* _Short exercise_: Update the rows from the start through the line containing "839 199 L 854", swapping "seedling" for "sprout" and leaving everything else as it is. Omit the pictures from what you return.

Region outline entries
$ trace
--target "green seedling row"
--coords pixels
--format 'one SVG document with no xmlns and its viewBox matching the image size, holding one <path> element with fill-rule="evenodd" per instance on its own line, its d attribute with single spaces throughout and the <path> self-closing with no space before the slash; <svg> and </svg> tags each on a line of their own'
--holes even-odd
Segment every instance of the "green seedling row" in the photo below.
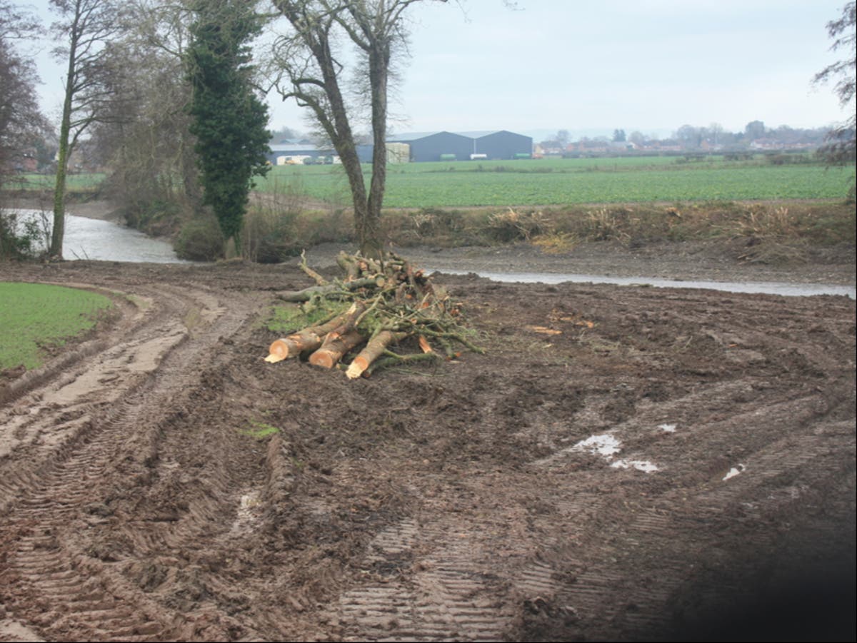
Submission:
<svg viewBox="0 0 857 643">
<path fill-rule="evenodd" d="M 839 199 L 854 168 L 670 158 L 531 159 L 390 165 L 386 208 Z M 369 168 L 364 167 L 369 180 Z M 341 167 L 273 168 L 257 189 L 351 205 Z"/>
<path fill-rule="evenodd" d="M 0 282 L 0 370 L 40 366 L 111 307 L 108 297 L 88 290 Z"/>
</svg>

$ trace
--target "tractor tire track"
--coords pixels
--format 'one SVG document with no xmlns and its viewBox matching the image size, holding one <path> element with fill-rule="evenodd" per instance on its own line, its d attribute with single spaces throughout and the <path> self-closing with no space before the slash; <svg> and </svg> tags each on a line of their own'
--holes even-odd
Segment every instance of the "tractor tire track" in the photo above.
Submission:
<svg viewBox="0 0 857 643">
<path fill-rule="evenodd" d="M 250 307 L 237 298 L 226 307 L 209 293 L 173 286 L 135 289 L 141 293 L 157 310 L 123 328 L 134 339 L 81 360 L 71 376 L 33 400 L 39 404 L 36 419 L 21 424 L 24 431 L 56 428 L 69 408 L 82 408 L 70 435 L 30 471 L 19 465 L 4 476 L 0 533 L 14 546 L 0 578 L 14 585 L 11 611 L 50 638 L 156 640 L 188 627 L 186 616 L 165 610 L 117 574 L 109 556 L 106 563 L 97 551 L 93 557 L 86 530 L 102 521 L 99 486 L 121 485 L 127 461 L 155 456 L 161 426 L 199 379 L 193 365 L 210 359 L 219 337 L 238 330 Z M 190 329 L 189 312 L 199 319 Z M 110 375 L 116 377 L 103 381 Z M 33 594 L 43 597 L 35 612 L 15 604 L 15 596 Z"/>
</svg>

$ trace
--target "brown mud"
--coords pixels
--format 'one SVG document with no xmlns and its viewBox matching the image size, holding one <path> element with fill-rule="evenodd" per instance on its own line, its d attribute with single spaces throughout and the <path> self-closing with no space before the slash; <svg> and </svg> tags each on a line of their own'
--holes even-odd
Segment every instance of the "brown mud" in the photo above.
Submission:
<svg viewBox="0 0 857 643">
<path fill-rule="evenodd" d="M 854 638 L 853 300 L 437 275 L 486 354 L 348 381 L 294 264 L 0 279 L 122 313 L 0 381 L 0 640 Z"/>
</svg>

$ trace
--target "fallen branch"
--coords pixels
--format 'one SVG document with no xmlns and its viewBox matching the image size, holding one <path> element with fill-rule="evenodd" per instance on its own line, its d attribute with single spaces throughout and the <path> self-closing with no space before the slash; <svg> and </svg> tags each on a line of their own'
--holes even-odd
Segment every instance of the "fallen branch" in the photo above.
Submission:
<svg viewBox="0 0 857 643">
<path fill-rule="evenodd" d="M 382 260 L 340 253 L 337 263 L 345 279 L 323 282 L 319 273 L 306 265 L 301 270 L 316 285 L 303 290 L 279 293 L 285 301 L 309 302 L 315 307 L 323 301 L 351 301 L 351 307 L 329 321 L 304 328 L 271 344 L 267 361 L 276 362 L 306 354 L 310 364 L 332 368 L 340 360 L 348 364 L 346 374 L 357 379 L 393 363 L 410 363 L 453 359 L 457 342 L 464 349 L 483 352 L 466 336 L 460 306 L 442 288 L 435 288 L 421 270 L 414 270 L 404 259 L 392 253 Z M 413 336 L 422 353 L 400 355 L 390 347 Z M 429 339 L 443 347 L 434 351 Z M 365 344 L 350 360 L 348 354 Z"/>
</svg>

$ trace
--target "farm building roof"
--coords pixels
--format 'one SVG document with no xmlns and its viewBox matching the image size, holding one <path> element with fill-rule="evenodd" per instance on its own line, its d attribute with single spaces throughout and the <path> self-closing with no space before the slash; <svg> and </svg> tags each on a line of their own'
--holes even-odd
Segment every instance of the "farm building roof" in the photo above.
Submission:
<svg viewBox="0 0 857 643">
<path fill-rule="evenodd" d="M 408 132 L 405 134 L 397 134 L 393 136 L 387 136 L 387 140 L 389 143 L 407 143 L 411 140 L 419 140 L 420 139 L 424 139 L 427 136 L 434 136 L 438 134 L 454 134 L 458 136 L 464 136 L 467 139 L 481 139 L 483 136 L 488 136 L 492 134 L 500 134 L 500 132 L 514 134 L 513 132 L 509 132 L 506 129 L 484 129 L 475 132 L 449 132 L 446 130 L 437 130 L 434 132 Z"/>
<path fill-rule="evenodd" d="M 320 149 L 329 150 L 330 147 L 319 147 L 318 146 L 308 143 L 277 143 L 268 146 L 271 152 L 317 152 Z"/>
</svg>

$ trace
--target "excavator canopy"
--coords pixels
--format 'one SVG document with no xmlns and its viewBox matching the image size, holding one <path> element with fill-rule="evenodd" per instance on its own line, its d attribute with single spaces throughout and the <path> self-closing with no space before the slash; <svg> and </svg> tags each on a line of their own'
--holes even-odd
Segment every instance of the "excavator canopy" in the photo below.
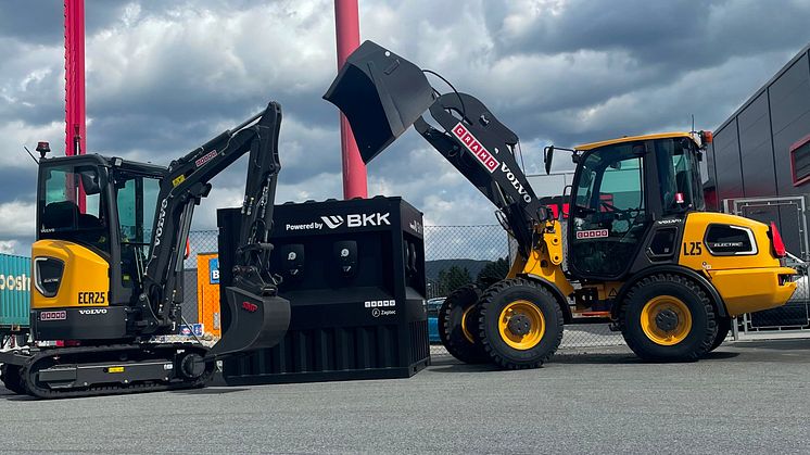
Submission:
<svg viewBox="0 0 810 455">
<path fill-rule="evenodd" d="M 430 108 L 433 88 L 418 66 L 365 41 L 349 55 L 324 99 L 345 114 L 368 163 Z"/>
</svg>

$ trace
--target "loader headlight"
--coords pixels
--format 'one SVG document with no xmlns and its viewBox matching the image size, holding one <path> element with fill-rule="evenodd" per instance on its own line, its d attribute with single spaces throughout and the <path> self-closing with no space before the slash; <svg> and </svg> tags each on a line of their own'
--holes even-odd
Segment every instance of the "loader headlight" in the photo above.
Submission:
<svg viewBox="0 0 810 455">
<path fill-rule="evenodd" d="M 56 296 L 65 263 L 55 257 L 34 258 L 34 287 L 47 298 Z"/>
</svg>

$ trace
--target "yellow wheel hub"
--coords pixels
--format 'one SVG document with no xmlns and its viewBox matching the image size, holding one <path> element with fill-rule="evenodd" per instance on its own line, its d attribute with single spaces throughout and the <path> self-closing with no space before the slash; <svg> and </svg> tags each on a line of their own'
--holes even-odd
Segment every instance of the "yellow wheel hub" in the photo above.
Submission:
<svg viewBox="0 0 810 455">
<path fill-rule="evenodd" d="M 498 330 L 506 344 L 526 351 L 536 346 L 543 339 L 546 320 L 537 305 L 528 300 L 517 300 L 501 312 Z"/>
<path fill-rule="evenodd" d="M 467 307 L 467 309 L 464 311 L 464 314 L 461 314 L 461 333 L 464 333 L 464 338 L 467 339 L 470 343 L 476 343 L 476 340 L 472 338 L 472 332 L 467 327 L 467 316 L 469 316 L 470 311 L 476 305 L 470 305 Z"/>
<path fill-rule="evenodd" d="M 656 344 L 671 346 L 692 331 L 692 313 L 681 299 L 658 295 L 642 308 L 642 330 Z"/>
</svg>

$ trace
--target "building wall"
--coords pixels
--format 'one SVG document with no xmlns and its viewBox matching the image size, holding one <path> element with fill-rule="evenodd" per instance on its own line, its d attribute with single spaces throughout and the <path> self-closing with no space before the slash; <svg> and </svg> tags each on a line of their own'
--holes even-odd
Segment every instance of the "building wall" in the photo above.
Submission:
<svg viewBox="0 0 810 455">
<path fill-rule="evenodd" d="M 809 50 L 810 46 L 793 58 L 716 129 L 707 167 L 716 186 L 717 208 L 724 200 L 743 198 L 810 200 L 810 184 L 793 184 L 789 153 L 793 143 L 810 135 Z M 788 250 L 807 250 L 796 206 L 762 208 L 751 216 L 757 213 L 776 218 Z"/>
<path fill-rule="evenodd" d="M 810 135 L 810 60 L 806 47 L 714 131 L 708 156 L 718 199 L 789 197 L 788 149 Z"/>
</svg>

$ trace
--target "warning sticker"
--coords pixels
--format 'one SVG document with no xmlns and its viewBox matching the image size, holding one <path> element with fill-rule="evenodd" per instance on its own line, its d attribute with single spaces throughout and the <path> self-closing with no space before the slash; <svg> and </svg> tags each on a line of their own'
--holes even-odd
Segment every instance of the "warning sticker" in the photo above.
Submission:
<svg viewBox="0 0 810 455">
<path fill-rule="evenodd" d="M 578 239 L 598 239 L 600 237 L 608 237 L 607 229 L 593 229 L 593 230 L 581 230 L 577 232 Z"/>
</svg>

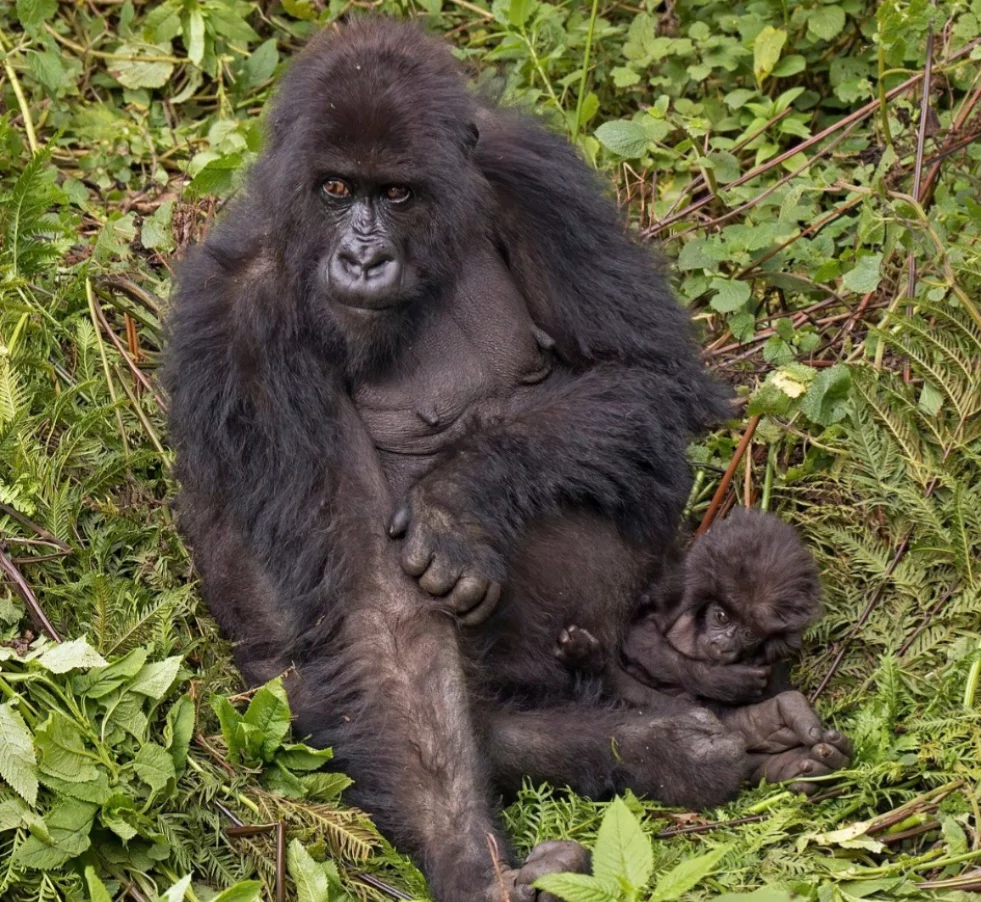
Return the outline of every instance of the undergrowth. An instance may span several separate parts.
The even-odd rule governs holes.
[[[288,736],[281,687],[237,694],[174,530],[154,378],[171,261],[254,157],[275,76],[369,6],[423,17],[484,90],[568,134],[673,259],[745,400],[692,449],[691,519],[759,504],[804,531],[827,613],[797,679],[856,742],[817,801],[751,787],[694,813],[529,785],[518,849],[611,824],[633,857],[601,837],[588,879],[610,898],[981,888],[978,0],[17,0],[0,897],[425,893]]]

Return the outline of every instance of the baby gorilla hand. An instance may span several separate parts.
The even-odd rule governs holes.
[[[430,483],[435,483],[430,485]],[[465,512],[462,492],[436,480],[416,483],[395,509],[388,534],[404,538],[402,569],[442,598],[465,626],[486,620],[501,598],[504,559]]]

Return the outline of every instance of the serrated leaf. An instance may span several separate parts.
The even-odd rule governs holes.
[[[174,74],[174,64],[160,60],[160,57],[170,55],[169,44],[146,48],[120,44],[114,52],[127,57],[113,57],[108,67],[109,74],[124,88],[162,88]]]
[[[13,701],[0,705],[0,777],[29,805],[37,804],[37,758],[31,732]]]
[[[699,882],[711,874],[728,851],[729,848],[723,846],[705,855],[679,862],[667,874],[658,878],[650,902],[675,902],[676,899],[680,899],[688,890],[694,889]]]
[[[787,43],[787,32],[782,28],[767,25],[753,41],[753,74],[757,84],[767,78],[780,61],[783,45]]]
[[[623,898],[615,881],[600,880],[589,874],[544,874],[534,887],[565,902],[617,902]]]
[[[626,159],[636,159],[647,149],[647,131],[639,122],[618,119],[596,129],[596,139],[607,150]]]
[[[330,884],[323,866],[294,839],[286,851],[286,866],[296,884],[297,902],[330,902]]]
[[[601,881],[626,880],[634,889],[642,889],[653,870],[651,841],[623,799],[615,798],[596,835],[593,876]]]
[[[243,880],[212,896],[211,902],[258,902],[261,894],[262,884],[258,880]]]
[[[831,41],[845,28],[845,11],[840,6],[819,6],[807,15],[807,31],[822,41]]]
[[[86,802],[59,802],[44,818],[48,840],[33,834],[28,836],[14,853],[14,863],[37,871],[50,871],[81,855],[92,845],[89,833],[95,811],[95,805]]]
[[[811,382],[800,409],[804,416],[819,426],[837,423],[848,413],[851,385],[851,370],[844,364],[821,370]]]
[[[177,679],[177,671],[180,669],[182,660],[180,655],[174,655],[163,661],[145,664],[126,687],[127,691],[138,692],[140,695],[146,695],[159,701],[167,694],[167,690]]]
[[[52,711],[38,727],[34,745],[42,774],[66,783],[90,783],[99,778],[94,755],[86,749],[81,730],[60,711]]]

* _Solution to this exercise_:
$ trace
--target "green sprout row"
--coords pixels
--format 'one SVG document with no xmlns and its viewBox matching the image size, holding one <path> element with fill-rule="evenodd" per instance on its own line, its d attribute with single spaces throughout and the <path> self-closing with no space before the slash; <svg> and </svg> tags each on a line of their own'
--holes even-odd
Segment every instance of the "green sprout row" in the photo below.
Submission:
<svg viewBox="0 0 857 643">
<path fill-rule="evenodd" d="M 839 199 L 854 168 L 670 158 L 531 159 L 390 165 L 386 208 Z M 369 168 L 364 167 L 369 180 Z M 341 167 L 273 168 L 257 189 L 351 205 Z"/>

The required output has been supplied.